*What the task asks*.
Please give the lines below as a numbered list, skipping blank lines and leaving out the pictures.

[Entries taken from an annotation dataset]
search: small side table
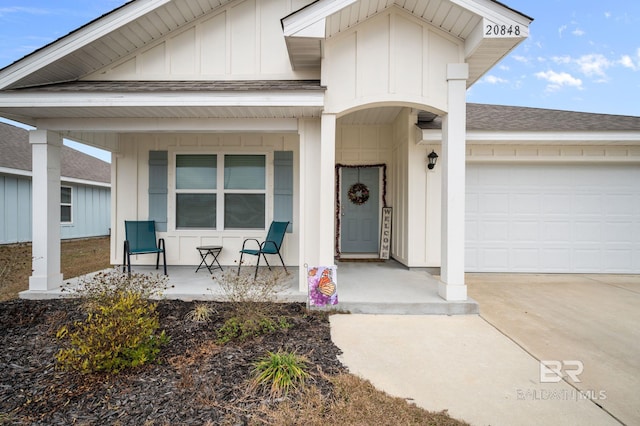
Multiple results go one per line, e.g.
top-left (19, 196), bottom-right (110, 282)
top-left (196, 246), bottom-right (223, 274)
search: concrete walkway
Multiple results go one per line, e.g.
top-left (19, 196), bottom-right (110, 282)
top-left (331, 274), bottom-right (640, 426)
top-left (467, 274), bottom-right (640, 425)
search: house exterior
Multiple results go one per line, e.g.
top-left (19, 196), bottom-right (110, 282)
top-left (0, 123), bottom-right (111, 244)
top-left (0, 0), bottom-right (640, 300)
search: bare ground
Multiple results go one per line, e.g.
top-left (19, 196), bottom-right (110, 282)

*Task response*.
1. search: small side table
2. Multiple results go one per line, e.g.
3. top-left (19, 196), bottom-right (110, 282)
4. top-left (196, 246), bottom-right (223, 274)
5. search: concrete walkway
6. Multiple results go one per line, e.g.
7. top-left (19, 196), bottom-right (110, 282)
8. top-left (331, 274), bottom-right (640, 426)
9. top-left (467, 274), bottom-right (640, 425)
10. search: house exterior
11. Multiple results go one per line, e.g.
12. top-left (19, 196), bottom-right (110, 282)
13. top-left (0, 123), bottom-right (111, 244)
14. top-left (0, 0), bottom-right (640, 300)
15. search: bare ground
16. Multiple results go one per line, e.g.
17. top-left (19, 196), bottom-right (110, 282)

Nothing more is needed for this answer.